What this exercise asks:
1) In the Davis-Bacon excerpt, how much does the act add to housing renovation costs, according to the director of the Chicago-based social service organization?
2) Resume the Davis-Bacon excerpt from its final sentence and keep writing.
*** Excerpt Section Begins ***
At the same time “blacks were excluded from most major construction unions.”3 And the prevailing wage laws did what their backers wanted them to do: They kept blacks from getting jobs and skills to advance in the job market. In practice,
the act’s wage and work jurisdiction requirements make it costly for non-union shops to hire and train unskilled workers, because they had to pay workers wages and benefits that exceed worker productivity. Initially, the act’s regulations did not make a distinction between unskilled and skilled workers unless the former were members of a union apprenticeship program. As a result, contractors were forced to pay a worker who was not a member of such a program the same wage as a skilled worker. 3
Still today, this ensures, said Williams, quoting Ralph C. Thomas, the executive director of the National Association of Minority Contractors, “that a contractor has ‘no choice but to hire skilled tradesmen, the majority of which are majority .... Davis-Bacon ... closes the door in such an activity in an industry most capable of employing the largest numbers of minorities.’”3
The repercussions of such laws are real and tragic, as, again, pointed out by Williams. The director of one
Chicago-based social service organization ... found that Davis-Bacon adds as much as 25 percent to her housing renovation costs. It frequently prevents her from hiring the low-income, low-skills residents to do rehabilitation work in the housing project in which they live.
*** Excerpt Section Ends ***
*** Information Section Begins ***
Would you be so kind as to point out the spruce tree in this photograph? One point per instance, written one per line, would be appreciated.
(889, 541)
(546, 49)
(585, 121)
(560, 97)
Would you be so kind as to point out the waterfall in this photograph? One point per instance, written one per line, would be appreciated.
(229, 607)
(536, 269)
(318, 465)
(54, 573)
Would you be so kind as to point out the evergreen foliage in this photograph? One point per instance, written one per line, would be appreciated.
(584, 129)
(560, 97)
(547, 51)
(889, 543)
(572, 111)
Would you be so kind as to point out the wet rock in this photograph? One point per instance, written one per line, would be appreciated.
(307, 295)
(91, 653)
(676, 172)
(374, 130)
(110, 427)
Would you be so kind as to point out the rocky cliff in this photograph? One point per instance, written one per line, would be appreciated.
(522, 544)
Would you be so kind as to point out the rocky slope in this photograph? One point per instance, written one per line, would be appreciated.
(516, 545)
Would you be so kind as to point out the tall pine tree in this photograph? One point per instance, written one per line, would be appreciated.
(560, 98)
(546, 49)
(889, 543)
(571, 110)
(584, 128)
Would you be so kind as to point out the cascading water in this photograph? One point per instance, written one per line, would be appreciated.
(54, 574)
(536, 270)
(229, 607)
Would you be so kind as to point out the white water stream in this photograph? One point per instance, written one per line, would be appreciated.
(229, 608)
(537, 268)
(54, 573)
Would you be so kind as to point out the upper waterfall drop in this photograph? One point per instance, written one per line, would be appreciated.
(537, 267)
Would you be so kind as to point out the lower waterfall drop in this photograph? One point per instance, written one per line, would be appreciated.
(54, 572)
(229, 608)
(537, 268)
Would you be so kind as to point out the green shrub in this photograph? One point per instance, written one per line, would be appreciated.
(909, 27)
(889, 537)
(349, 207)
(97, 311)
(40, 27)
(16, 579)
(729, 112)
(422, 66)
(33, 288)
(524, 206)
*** Information Section Ends ***
Answers below:
1) As much as 25 percent.

2)
Elzie Higginbottom builds low-income housing in Chicago ... says, “I’ve got to start out a guy at $16 an hour to find out if he knows how to dig a hole. I can’t do that.” As a result he is prevented from hiring unskilled local blacks.
Ralph L. Jones ... manages housing projects for HUD. when Jones decided to repair 200 dilapidated units, he planned to employ unskilled residents, at $5 an hour, to pull out unsalvageable parts of the building and later to assist skilled craftsmen in restoring the property. However the Davis-Bacon Act required that he pay laborers $14 an hour. He was forced to hire only skilled laborers, very few of whom were blacks or residents of the project.3
Davis-Bacon also has hefty government paperwork requirements, which give advantages to large union shops that can afford lawyers over small non-union shops that can’t, penalizing black small businesses.
Not surprisingly, the minimum wage has the same type of effect on blacks’ employment opportunities. Though state and federal governments can mandate a minimum wage, they cannot use a magic wand to imbue workers with the “productivity that make the worker’s output worth the higher wage,”3 so unless an employer is willing to lose money while he trains a new prospective worker, he will find ways around the law. He may refuse to hire unskilled workers — such as poor blacks — who are not worth the minimum wage; he may find a way to mechanize a position or make present workers accomplish more tasks or simply lay off workers or close a company. The law does put more money in the pockets of some workers, helping them, but it also surely means that a large cohort of workers cannot find jobs at all, to their very great detriment.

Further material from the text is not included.